What the exercise asks –
Set out the part of the entries that opens with the line containing "Reviewer note: confirm that every instance of the bridal" and runs through the end of the entries as a Markdown table with two columns, Row and Line. Give each line its own numbered row and leave out blank lines.

[Begin Record set]

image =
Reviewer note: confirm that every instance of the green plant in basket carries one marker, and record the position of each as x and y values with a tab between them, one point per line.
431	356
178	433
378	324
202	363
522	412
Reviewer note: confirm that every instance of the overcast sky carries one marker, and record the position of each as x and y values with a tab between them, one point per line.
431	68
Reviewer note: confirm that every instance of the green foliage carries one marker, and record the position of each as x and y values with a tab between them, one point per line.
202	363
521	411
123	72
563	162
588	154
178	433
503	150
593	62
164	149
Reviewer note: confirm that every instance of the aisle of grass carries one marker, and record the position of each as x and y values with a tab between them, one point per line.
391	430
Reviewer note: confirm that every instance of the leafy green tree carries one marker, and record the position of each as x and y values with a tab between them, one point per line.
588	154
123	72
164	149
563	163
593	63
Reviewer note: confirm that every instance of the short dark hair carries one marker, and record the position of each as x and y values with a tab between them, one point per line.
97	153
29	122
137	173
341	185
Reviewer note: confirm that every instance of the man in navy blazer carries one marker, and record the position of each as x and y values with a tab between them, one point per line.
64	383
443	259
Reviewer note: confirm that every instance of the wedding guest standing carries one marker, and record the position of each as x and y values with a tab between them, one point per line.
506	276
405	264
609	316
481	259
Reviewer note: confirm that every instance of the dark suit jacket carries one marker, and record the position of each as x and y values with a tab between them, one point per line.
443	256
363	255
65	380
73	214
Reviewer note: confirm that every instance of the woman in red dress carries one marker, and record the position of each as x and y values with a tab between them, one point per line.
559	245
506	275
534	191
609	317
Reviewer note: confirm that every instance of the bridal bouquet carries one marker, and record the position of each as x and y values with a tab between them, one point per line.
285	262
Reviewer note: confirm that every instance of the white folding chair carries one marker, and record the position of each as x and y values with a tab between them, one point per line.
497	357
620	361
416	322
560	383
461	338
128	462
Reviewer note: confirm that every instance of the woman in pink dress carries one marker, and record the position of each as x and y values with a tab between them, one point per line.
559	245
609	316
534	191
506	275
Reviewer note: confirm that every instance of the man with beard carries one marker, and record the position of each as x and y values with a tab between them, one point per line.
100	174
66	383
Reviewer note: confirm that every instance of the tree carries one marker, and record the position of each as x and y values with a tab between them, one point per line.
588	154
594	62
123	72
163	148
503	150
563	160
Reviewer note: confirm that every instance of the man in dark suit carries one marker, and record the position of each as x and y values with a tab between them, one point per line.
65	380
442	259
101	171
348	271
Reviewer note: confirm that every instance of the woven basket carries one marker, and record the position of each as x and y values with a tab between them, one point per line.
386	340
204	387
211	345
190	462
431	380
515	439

[End Record set]

Response to this exercise –
| Row | Line |
|---|---|
| 1 | Reviewer note: confirm that every instance of the bridal bouquet carries one marker, and record the position of each as x and y values with a tab between them, one point per line. |
| 2 | 285	262 |
| 3 | Reviewer note: confirm that every instance of the white folding chair carries one marker, and record the position of each as x and y values with a tab between them, one point per line. |
| 4 | 497	357 |
| 5 | 620	361 |
| 6 | 416	322 |
| 7 | 560	383 |
| 8 | 461	338 |
| 9 | 128	462 |
| 10 | Reviewer note: confirm that every instance of the woman in pink dress carries one marker, and record the position of each as x and y values with a tab between them, one point per line. |
| 11 | 559	245 |
| 12 | 609	316 |
| 13 | 534	191 |
| 14 | 506	275 |
| 15 | Reviewer note: confirm that every instance of the man with beard carries one marker, and record the position of each as x and y values with a tab between them, one point per line. |
| 16 | 100	174 |
| 17 | 66	383 |
| 18 | Reviewer note: confirm that every instance of the tree carries one marker, and record the position of each as x and y values with a tab between them, one point per line. |
| 19 | 588	154 |
| 20 | 594	62 |
| 21 | 123	72 |
| 22 | 163	148 |
| 23 | 503	150 |
| 24 | 563	160 |
| 25 | Reviewer note: confirm that every instance of the man in dark suit carries one marker, and record the position of each as x and y values with a tab between them, one point per line. |
| 26 | 65	380 |
| 27 | 442	259 |
| 28 | 101	171 |
| 29 | 348	271 |
| 30 | Reviewer note: confirm that every instance of the woven basket carries one marker, and record the position of each as x and y values with a tab between them, one point per line. |
| 31 | 386	340 |
| 32 | 204	387 |
| 33 | 211	345 |
| 34 | 190	462 |
| 35 | 431	380 |
| 36 | 515	439 |